===== Textauszug
Helga König: Was halten Sie von Pferdeflüsterern? 

Angelika Schweizer: Ich halte den Begriff „Flüsterer“ schon im Ansatz für falsch. Dieser Begriff hat für mich etwas „Übersinnliches“, so als müsse man besondere Fähigkeiten haben, um mit einem Pferd kommunizieren zu können. So ist das aber gar nicht. Wer bereit ist, sich intensiv mit seinem Pferd auseinanderzusetzen, wird durch Beobachtung, dem Ausloten von bestimmten Vorlieben und der Bereitschaft seinen ganz persönlichen individuellen Weg mit seinem Pferd zu gehen, automatisch zum „Pferdeflüsterer“ werden. Wichtig dabei ist, dass Sie selbst in Balance sind und stets ruhig und gelassen bleiben. Mit all meinen Erfahrungen, die ich heute mit meiner Stute habe, könnte ich mich durchaus auch als „Pferdeflüsterer“ bezeichnen. Von einem „Pferdeflüsterer“ kann man vielleicht einen Impuls erhalten, der den Stein in Richtung harmonische Beziehung ins Rollen bringt, der Rest liegt aber an einem selber. 

Helga König:  Wie erklären Sie sich die hohe Sensibilität von Pferden?
==========
* Aufgabe 1
Schreibe den Textauszug über Pferdeflüsterer vollständig und Wort für Wort ab.
* Aufgabe 2
Gib aus den Einträgen die Zeilen wortgetreu wieder, beginnend mit der Zeile, die „Determine every <instance>“ enthält, und endend mit der Zeile, die „box: [209, 166, 235, 176]“ enthält, beide eingeschlossen.
===== Eingabedaten
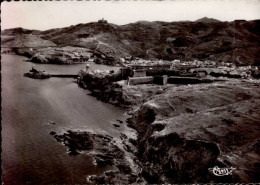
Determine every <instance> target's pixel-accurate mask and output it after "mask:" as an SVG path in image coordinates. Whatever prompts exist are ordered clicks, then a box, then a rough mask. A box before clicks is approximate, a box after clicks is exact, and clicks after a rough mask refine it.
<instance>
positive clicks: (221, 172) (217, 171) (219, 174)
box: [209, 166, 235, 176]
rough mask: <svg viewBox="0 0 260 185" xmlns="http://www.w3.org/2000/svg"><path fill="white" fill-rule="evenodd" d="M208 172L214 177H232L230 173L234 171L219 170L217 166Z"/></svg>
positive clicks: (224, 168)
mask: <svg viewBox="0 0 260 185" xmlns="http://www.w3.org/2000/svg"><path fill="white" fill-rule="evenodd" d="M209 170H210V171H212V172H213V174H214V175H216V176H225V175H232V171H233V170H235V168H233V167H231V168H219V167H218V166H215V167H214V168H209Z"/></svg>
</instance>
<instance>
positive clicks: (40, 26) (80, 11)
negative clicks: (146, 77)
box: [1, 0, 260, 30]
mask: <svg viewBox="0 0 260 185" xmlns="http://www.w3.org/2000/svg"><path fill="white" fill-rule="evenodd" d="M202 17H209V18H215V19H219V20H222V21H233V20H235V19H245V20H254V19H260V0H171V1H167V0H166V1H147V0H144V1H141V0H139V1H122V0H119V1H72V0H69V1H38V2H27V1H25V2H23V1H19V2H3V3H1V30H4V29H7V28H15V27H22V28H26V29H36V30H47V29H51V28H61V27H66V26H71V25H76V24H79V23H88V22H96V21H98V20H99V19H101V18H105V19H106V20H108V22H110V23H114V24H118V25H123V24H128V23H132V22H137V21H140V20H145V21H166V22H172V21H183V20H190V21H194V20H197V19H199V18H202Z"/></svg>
==========
===== Eingabedaten
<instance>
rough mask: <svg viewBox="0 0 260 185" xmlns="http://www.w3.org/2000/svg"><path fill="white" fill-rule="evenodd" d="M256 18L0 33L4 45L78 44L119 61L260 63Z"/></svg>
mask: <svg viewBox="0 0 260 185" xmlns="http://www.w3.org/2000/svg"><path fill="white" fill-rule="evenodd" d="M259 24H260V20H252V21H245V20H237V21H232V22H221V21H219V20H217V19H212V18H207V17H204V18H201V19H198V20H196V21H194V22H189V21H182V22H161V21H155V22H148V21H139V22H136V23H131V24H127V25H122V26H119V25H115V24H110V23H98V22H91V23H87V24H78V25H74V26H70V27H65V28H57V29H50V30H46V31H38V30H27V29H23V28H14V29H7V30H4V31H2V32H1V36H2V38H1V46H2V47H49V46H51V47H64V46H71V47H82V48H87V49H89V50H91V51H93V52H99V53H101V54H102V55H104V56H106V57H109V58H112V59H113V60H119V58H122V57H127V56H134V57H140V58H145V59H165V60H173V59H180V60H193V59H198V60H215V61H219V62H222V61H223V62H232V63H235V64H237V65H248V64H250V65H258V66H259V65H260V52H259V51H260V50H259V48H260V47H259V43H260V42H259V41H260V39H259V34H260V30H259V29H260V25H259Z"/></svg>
==========
* Antwortfeld 1
Helga König: Was halten Sie von Pferdeflüsterern? 

Angelika Schweizer: Ich halte den Begriff „Flüsterer“ schon im Ansatz für falsch. Dieser Begriff hat für mich etwas „Übersinnliches“, so als müsse man besondere Fähigkeiten haben, um mit einem Pferd kommunizieren zu können. So ist das aber gar nicht. Wer bereit ist, sich intensiv mit seinem Pferd auseinanderzusetzen, wird durch Beobachtung, dem Ausloten von bestimmten Vorlieben und der Bereitschaft seinen ganz persönlichen individuellen Weg mit seinem Pferd zu gehen, automatisch zum „Pferdeflüsterer“ werden. Wichtig dabei ist, dass Sie selbst in Balance sind und stets ruhig und gelassen bleiben. Mit all meinen Erfahrungen, die ich heute mit meiner Stute habe, könnte ich mich durchaus auch als „Pferdeflüsterer“ bezeichnen. Von einem „Pferdeflüsterer“ kann man vielleicht einen Impuls erhalten, der den Stein in Richtung harmonische Beziehung ins Rollen bringt, der Rest liegt aber an einem selber. 

Helga König:  Wie erklären Sie sich die hohe Sensibilität von Pferden?

* Antwortfeld 2
Determine every <instance> target's pixel-accurate mask and output it after "mask:" as an SVG path in image coordinates. Whatever prompts exist are ordered clicks, then a box, then a rough mask. A box before clicks is approximate, a box after clicks is exact, and clicks after a rough mask refine it.
<instance>
positive clicks: (221, 172) (217, 171) (219, 174)
box: [209, 166, 235, 176]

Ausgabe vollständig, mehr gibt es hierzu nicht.